What this exercise asks:
- A) In the protein structure notes, what kind of bond holds a protein's secondary structure together?
- B) Using the protein structure notes, explain how a change in temperature or pH can stop a protein such as an enzyme from working properly.

Provided text:
★ ★ ★ ★

How do disulfide bonds form?

A

they form when two cysteine molecules are close together in the structure of a polypeptide.

70
Q

How are disulfide bonds important?

A

They are important for holding the folded polypeptide chains in place

71
Q

How ionic bonds can form?

A

They form between some of the strongly positive and negative amino acids side chains.

72
Q

What is the primary structure of a protein?

A

is the sequence of amino acids that make up the polypeptide chain, held together by peptide bonds.

73
Q

What is the secondary structure of a protein?

A

is the arrangement of the polypeptide chain into a regular, repeating 3D structure, held together by hydrogen bonds.

74
Q

What is tertiary structure of a protein?

A

The 3D folding of the secondary structure. The amino acid chain (a-helix and b-pleated sheets ) is folded into complicated shapes. Hydrogen bonds, disulfide bonds and ionic bonds between R groups of nearby amino acids hold these 3D shapes in place.

75
Q

What is the quaternary structure of a protein?

A

The 3D arrangement of more than one tertiary polypeptide.

76
Q

How can changes in conditions (temperature or pH) affect the bonds that keep 3D shapes of proteins in place?

A

can cause the bonds to break, resulting in the loss of the 3D shape of protein. This is called denaturation. this can cause proteins such as enzymes to stop working properly.

77
Q

What is denaturation?

A

The loss of the 3D shape of a protein

78
Q

What are fibrous proteins?

A

Proteins that have long, parallel polypeptide chains with occasional cross-linkages that produce fibres; they have little tertiary structure.
They are insoluble in water and very tough

79
Q

What are globular proteins?

A

Large proteins with complex tertiary and sometimes quaternary structures , folded into spherical shapes

80
Q

What is collagen?

A

A strong fibrous protein with a triple helix structure

81
Q

What is hydrophobic?

A

a substance that tends to repel water and that will not mix with or dissolve in water

82
Q

What is hydrophilic?

A

a substance with an affinity for water that will readily dissolve in or mix with water

83
Q

What is colloid?

★ ★ ★ ★

Extracted records:
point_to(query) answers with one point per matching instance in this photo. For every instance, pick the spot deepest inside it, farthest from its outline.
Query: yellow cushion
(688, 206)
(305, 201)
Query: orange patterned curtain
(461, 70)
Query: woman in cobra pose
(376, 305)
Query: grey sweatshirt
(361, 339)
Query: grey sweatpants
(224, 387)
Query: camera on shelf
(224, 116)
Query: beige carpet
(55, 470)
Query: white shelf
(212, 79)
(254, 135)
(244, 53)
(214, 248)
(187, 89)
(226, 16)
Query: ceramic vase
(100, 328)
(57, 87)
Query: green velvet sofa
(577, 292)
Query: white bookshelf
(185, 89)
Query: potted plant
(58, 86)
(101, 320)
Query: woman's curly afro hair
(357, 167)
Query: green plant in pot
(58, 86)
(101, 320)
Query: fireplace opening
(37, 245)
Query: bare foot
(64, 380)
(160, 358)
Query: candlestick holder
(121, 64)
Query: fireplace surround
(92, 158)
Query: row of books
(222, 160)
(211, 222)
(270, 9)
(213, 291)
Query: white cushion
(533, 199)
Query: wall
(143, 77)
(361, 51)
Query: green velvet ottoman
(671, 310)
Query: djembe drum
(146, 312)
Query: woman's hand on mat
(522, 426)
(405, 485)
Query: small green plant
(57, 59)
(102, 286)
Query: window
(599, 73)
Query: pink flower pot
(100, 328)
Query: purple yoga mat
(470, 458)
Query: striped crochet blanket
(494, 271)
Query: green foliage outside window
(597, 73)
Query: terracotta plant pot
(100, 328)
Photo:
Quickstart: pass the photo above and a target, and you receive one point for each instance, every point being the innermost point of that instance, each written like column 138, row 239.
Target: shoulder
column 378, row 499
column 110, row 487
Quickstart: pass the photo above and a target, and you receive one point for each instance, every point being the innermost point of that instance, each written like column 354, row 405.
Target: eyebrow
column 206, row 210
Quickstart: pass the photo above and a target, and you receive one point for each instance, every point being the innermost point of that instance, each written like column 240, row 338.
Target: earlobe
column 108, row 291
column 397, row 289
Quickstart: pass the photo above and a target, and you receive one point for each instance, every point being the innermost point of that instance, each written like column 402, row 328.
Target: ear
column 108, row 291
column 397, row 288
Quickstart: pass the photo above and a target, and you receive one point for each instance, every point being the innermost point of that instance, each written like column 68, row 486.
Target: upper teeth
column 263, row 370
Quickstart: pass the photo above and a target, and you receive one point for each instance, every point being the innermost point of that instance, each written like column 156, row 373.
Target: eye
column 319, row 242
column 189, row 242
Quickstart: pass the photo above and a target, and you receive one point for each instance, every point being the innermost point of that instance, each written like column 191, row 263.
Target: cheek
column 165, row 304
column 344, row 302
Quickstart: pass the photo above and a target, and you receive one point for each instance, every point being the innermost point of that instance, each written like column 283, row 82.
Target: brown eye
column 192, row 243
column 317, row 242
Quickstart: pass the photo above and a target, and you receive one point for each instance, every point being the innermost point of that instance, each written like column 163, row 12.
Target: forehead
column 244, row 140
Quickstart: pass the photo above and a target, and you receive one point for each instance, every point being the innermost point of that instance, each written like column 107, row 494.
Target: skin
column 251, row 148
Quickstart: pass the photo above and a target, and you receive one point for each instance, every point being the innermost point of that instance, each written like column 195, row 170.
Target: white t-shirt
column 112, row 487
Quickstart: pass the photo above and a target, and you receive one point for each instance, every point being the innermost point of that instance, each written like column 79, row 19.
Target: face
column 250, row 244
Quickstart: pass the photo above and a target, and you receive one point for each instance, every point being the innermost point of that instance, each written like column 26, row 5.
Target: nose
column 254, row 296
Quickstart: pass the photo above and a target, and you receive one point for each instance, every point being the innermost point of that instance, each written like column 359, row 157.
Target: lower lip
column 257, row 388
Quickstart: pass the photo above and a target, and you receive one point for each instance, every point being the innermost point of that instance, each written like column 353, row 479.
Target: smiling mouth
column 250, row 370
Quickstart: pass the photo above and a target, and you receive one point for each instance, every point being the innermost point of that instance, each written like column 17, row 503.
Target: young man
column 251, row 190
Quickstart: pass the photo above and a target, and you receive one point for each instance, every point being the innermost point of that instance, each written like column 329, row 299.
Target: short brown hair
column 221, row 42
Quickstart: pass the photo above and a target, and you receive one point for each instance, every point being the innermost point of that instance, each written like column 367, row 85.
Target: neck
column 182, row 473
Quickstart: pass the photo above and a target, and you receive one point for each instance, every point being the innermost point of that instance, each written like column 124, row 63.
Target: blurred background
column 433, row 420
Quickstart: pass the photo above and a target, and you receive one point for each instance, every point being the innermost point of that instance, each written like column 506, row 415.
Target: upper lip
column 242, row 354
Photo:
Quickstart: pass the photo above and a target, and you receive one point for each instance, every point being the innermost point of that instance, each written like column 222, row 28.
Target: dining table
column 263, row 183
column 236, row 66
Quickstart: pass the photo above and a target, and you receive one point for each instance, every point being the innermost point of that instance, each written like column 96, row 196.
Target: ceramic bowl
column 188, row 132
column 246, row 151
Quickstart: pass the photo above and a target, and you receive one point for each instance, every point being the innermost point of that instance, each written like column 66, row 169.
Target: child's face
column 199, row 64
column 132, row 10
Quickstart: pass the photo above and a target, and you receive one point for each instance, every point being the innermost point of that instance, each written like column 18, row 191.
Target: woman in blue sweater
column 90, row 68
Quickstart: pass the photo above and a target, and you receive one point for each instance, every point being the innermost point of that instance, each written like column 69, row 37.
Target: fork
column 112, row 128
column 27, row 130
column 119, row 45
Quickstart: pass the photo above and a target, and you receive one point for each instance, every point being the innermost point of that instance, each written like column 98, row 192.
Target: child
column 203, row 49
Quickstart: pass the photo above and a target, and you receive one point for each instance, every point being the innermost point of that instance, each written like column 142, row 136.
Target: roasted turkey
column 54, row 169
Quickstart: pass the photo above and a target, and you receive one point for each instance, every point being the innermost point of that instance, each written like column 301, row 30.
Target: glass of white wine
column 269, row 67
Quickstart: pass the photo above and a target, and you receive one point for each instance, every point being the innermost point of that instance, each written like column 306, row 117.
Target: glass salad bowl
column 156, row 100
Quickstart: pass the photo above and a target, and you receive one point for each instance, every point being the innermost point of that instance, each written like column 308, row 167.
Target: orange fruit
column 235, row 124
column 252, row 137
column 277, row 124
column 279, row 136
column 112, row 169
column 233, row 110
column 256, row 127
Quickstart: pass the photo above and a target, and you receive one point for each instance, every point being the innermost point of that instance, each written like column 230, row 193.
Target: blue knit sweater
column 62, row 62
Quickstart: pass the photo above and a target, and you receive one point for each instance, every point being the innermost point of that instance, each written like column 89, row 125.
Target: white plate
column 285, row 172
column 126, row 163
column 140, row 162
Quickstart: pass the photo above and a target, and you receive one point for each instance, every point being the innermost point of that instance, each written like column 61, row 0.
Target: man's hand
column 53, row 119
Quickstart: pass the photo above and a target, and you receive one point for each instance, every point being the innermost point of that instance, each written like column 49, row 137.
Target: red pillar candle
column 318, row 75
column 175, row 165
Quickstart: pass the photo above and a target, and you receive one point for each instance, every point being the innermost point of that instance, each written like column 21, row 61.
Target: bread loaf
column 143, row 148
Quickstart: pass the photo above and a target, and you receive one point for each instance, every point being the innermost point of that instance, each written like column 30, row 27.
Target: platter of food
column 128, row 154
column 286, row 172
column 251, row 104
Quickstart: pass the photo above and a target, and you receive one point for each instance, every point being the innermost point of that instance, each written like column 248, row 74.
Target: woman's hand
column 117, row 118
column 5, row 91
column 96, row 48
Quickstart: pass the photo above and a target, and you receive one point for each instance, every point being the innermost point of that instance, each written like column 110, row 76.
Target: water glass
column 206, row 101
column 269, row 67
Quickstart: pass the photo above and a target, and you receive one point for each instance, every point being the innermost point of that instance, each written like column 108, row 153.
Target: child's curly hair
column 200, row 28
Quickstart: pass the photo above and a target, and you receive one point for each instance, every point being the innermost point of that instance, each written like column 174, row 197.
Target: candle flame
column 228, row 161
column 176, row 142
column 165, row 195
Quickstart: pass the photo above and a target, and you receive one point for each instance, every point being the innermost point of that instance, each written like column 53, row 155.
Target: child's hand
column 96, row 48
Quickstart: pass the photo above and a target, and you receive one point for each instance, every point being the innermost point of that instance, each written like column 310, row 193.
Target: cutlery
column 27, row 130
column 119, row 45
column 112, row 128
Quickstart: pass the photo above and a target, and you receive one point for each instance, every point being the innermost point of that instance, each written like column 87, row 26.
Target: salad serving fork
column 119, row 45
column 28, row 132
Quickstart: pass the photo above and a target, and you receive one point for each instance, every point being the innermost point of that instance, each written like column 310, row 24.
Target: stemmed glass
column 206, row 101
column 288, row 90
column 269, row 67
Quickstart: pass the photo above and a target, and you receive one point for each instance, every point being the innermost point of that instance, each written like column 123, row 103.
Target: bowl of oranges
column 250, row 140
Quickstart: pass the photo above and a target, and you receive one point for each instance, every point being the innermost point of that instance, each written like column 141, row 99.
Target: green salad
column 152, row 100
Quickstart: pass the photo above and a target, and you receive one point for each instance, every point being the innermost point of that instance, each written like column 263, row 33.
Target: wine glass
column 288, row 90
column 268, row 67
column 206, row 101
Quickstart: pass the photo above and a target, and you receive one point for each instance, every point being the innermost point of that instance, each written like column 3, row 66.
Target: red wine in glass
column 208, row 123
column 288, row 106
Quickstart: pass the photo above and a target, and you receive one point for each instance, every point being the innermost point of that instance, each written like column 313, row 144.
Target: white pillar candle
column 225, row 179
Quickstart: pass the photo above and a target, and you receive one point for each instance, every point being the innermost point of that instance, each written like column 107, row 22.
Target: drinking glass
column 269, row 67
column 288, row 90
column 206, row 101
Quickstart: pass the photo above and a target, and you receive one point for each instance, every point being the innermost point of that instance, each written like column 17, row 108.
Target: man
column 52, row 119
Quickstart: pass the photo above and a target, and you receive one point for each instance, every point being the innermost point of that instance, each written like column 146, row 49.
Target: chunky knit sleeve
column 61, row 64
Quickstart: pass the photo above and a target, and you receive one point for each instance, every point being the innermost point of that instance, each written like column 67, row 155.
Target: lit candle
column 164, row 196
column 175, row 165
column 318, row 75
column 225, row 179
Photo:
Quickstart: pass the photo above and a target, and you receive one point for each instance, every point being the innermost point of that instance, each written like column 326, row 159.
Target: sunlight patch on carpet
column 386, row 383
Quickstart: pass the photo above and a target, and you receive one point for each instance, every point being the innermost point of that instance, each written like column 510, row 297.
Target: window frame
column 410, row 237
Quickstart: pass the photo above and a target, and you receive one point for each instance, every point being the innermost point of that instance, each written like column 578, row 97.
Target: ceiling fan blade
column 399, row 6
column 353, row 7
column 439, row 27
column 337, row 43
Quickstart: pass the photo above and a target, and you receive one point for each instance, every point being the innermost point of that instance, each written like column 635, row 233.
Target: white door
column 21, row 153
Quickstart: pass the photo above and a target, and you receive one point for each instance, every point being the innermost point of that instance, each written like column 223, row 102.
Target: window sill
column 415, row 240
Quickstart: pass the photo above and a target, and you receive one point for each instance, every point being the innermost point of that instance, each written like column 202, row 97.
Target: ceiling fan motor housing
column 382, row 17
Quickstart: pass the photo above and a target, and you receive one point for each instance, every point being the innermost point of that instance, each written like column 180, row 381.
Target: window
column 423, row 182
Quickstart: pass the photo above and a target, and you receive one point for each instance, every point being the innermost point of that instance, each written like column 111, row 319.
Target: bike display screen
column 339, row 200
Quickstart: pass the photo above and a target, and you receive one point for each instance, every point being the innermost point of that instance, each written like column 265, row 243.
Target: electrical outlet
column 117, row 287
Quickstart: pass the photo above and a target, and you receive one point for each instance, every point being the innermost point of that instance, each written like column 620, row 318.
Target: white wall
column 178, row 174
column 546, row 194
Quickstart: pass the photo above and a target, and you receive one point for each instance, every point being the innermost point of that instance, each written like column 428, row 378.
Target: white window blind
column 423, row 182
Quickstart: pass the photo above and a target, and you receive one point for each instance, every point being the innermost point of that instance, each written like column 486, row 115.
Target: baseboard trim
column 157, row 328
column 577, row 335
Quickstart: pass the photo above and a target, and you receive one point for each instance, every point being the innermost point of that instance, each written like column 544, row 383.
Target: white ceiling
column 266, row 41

★ ★ ★ ★

Answer list:
- A) Hydrogen bonds.

- B) A change in temperature or pH can break the bonds that hold a protein's 3D shape in place, so the protein loses that shape. This loss is called denaturation, and it can cause proteins such as enzymes to stop working properly.